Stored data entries
· · ·

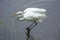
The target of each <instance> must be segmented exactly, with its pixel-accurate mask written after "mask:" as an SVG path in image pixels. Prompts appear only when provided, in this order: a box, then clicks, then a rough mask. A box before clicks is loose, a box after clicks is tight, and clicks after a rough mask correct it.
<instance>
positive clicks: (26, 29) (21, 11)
mask: <svg viewBox="0 0 60 40" xmlns="http://www.w3.org/2000/svg"><path fill="white" fill-rule="evenodd" d="M45 12H46V9H40V8H27V9H25V10H24V11H18V12H17V13H16V14H14V15H13V16H16V17H17V19H18V20H19V21H24V20H28V21H32V22H34V23H35V25H33V24H34V23H32V24H31V25H30V26H29V27H27V28H26V36H27V40H29V38H30V31H31V29H32V28H34V27H35V26H36V25H37V24H38V23H37V21H38V22H40V23H42V22H43V19H45V18H46V15H45ZM32 25H33V26H32Z"/></svg>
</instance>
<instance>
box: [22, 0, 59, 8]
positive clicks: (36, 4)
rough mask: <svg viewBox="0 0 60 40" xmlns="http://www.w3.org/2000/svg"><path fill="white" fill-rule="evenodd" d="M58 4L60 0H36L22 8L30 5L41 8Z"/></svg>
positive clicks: (56, 4) (26, 7)
mask: <svg viewBox="0 0 60 40" xmlns="http://www.w3.org/2000/svg"><path fill="white" fill-rule="evenodd" d="M57 4H59V2H57V1H35V2H31V3H29V4H26V5H24V7H22V9H26V8H29V7H39V8H41V6H42V7H43V6H54V5H55V6H56V5H57Z"/></svg>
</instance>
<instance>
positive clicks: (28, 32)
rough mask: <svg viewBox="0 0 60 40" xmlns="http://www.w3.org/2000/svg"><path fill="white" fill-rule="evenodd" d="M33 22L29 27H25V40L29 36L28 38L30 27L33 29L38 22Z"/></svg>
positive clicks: (31, 28) (29, 33)
mask: <svg viewBox="0 0 60 40" xmlns="http://www.w3.org/2000/svg"><path fill="white" fill-rule="evenodd" d="M34 23H35V25H33V24H34ZM34 23H32V24H31V25H30V26H29V27H27V28H26V31H27V32H26V36H27V38H26V40H29V38H30V31H31V29H33V28H34V27H35V26H36V25H37V24H38V23H37V22H34ZM32 25H33V26H32Z"/></svg>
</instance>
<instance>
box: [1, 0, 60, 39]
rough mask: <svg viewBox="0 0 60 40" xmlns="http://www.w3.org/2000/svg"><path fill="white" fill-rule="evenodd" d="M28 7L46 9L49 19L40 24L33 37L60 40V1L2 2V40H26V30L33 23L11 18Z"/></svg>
mask: <svg viewBox="0 0 60 40" xmlns="http://www.w3.org/2000/svg"><path fill="white" fill-rule="evenodd" d="M28 7H36V8H45V9H46V10H47V12H46V15H47V18H46V19H45V20H44V22H43V23H42V24H40V23H39V24H38V25H37V26H36V27H35V28H34V29H33V30H32V31H31V35H32V36H33V37H34V38H35V39H41V40H60V0H0V18H1V19H2V21H3V25H0V40H25V39H26V36H25V28H26V27H28V26H29V25H30V24H31V22H28V21H23V22H21V21H17V20H16V17H14V18H11V15H12V14H13V13H16V12H17V11H23V10H24V9H26V8H28Z"/></svg>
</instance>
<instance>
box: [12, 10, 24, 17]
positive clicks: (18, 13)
mask: <svg viewBox="0 0 60 40" xmlns="http://www.w3.org/2000/svg"><path fill="white" fill-rule="evenodd" d="M22 15H23V12H22V11H18V12H17V13H15V14H13V15H12V17H14V16H17V17H21V16H22Z"/></svg>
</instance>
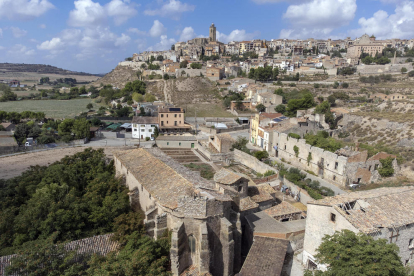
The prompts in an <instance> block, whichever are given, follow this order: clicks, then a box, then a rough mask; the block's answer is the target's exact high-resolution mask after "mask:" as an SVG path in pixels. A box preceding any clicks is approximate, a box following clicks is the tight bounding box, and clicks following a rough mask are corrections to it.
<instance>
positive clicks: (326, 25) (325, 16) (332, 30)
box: [280, 0, 357, 38]
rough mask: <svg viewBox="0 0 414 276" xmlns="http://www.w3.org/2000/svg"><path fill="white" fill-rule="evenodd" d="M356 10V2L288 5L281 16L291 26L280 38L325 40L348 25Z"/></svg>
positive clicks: (320, 0)
mask: <svg viewBox="0 0 414 276" xmlns="http://www.w3.org/2000/svg"><path fill="white" fill-rule="evenodd" d="M356 9H357V5H356V0H312V1H311V2H308V3H302V4H298V5H290V6H289V7H288V8H287V10H286V13H285V14H284V15H283V18H284V19H287V20H288V21H289V23H290V25H291V27H290V28H289V29H283V30H281V32H280V37H281V38H308V37H315V38H326V37H328V36H329V35H330V34H331V32H332V31H333V30H334V29H335V28H339V27H342V26H345V25H347V24H349V22H351V21H352V20H353V19H354V16H355V12H356Z"/></svg>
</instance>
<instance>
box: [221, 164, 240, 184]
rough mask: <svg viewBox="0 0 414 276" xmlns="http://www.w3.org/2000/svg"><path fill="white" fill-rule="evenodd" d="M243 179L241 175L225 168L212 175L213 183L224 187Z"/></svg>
mask: <svg viewBox="0 0 414 276" xmlns="http://www.w3.org/2000/svg"><path fill="white" fill-rule="evenodd" d="M242 178H243V175H242V174H237V173H235V172H233V171H230V170H228V169H226V168H222V169H221V170H219V171H218V172H217V173H216V174H215V175H214V181H215V182H217V183H220V184H224V185H230V184H233V183H235V182H237V181H239V180H240V179H242Z"/></svg>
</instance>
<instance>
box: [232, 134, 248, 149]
mask: <svg viewBox="0 0 414 276" xmlns="http://www.w3.org/2000/svg"><path fill="white" fill-rule="evenodd" d="M248 142H249V141H248V140H247V138H245V137H242V136H239V137H237V140H236V142H235V143H234V144H233V145H232V146H231V149H230V150H231V151H234V150H235V149H238V150H241V151H243V152H247V153H250V150H249V149H248V148H247V143H248Z"/></svg>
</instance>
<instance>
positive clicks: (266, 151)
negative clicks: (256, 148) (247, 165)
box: [253, 150, 269, 160]
mask: <svg viewBox="0 0 414 276" xmlns="http://www.w3.org/2000/svg"><path fill="white" fill-rule="evenodd" d="M253 156H254V157H256V158H257V159H259V160H263V159H266V158H268V157H269V153H268V152H267V151H265V150H264V151H256V152H255V153H253Z"/></svg>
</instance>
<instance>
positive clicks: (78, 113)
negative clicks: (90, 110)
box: [0, 99, 92, 119]
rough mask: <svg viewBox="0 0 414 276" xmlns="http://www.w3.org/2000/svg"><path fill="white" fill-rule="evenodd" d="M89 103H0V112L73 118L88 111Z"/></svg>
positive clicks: (29, 100) (75, 101)
mask: <svg viewBox="0 0 414 276" xmlns="http://www.w3.org/2000/svg"><path fill="white" fill-rule="evenodd" d="M91 102H92V100H91V99H74V100H66V101H60V100H38V101H36V100H27V101H15V102H0V110H2V111H6V112H12V111H15V112H22V111H33V112H44V113H45V114H46V117H48V118H55V119H62V118H68V117H75V116H76V115H79V114H80V113H81V112H85V111H88V110H87V108H86V105H87V104H88V103H91Z"/></svg>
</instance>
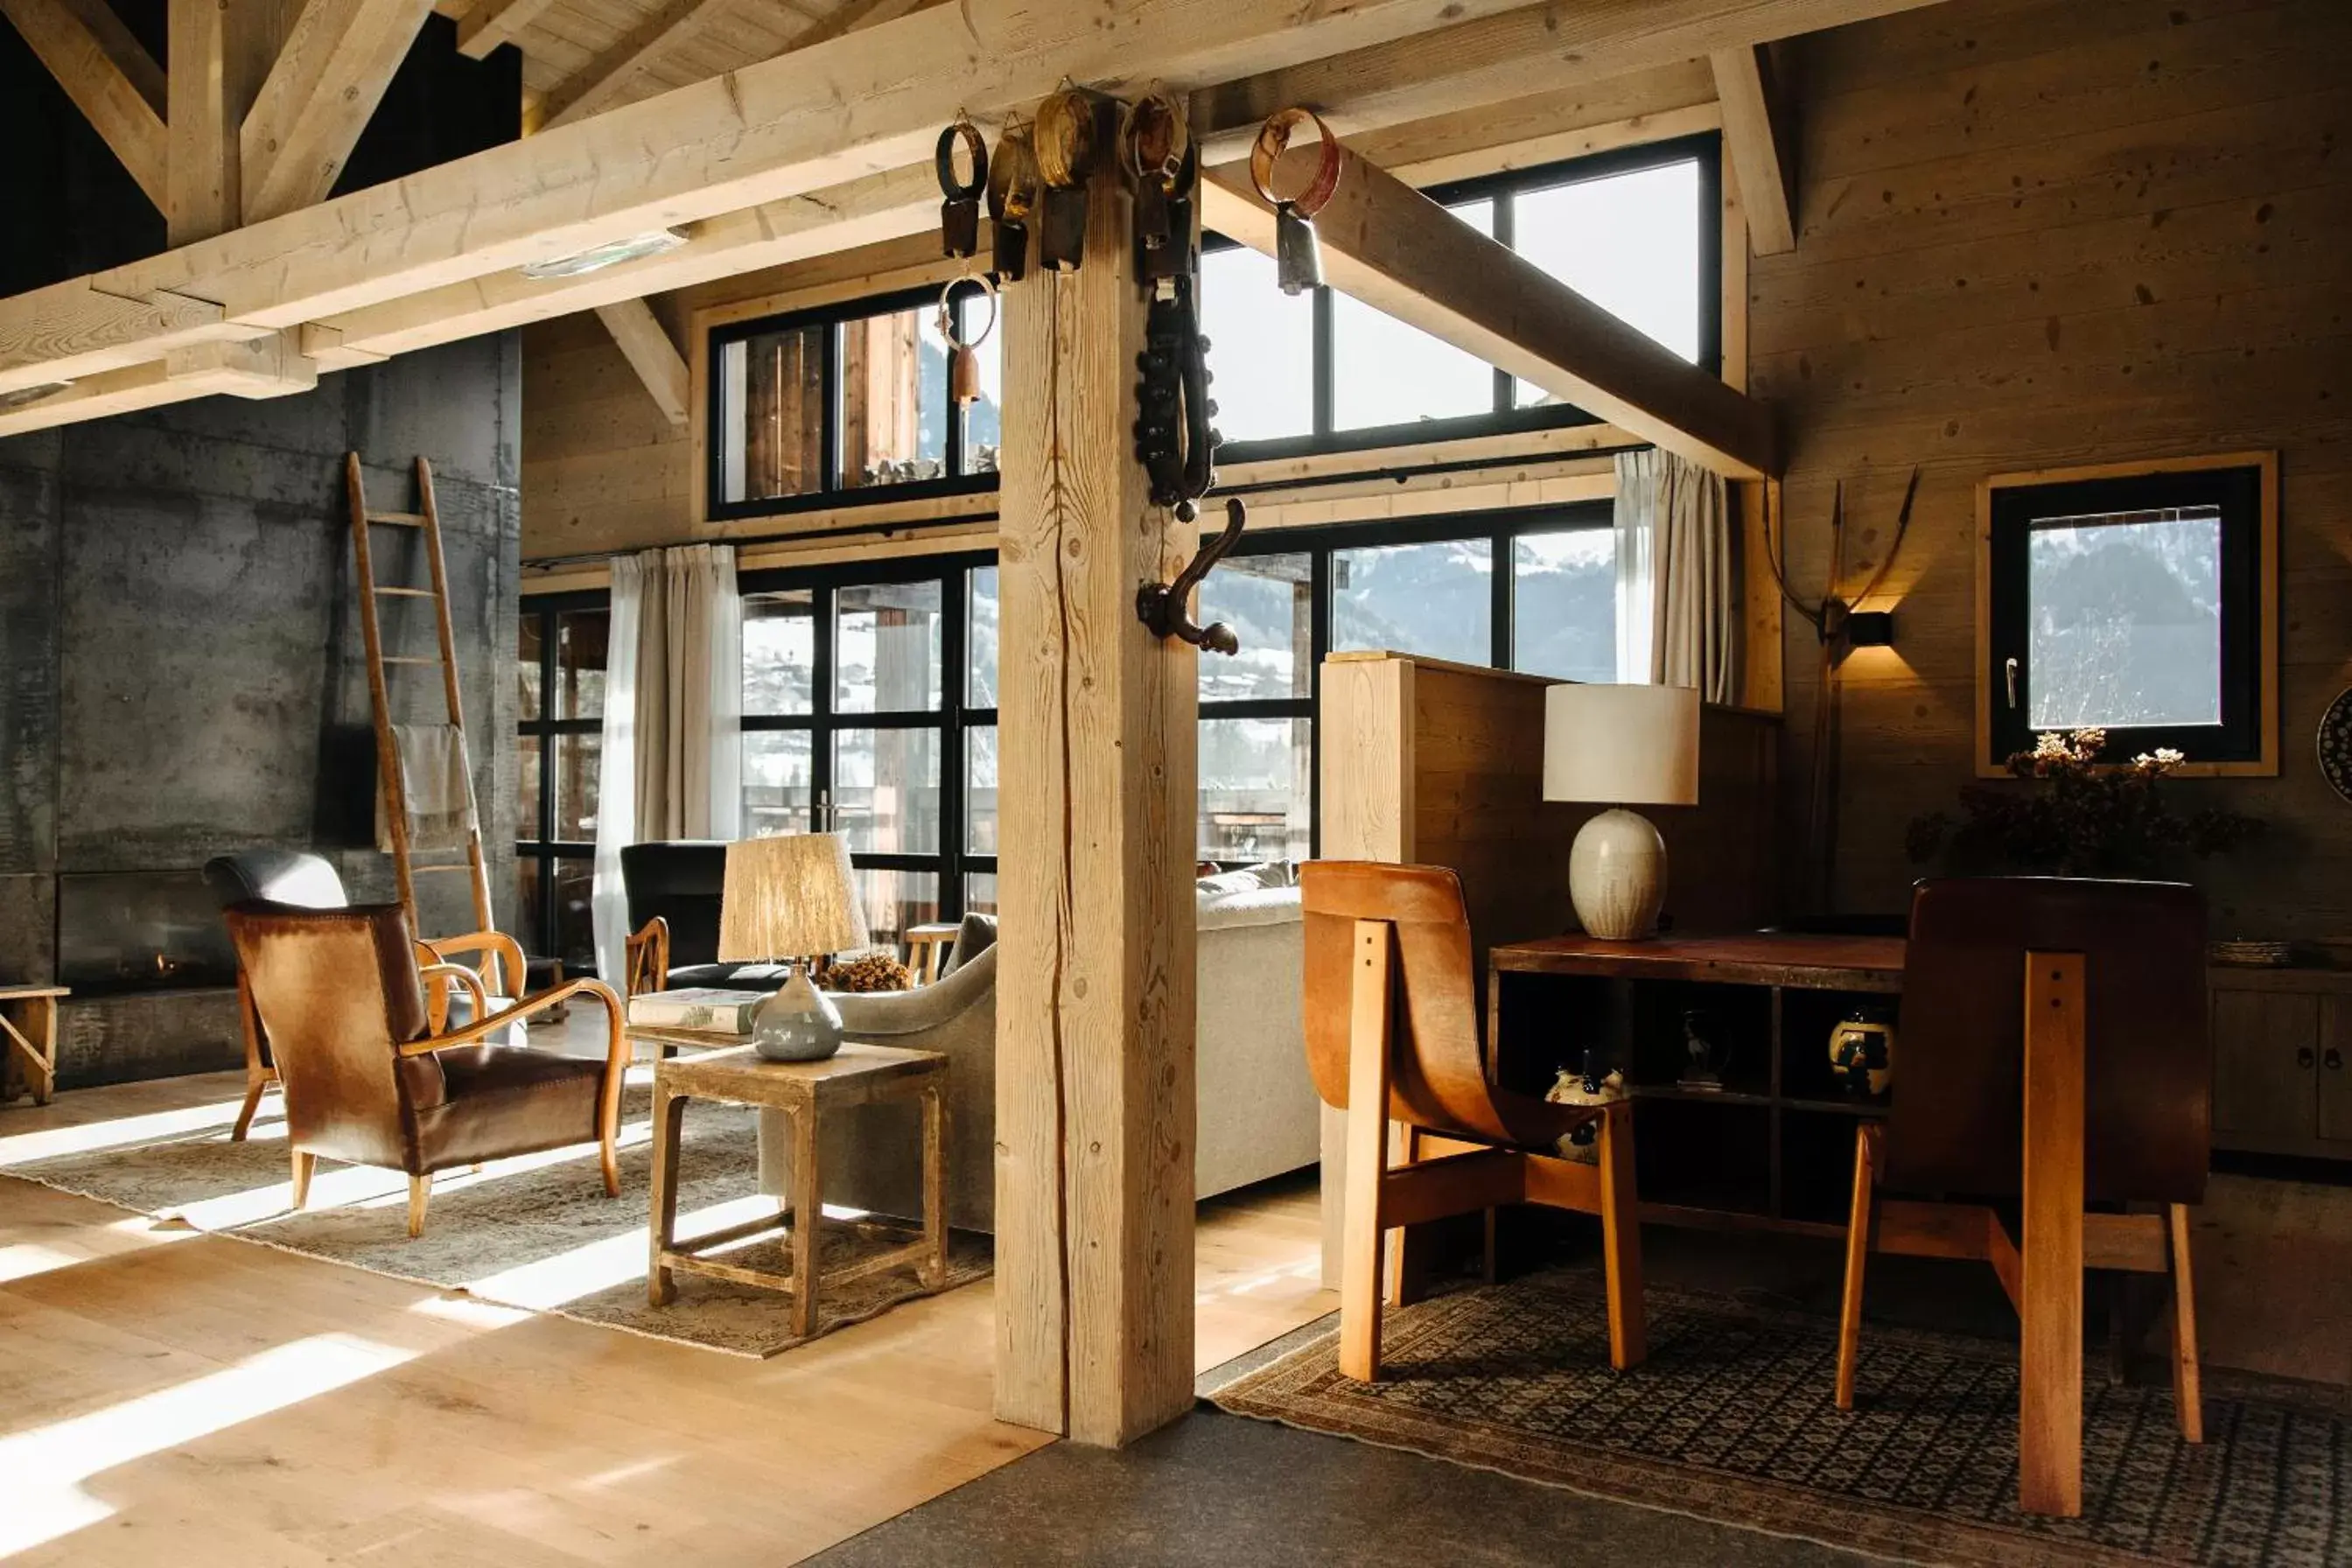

· · ·

== Required work ==
Every line containing the string "negative" is required; copy each such line from the data.

== Your response ==
negative clicks: (256, 148) (247, 165)
negative clicks: (90, 110)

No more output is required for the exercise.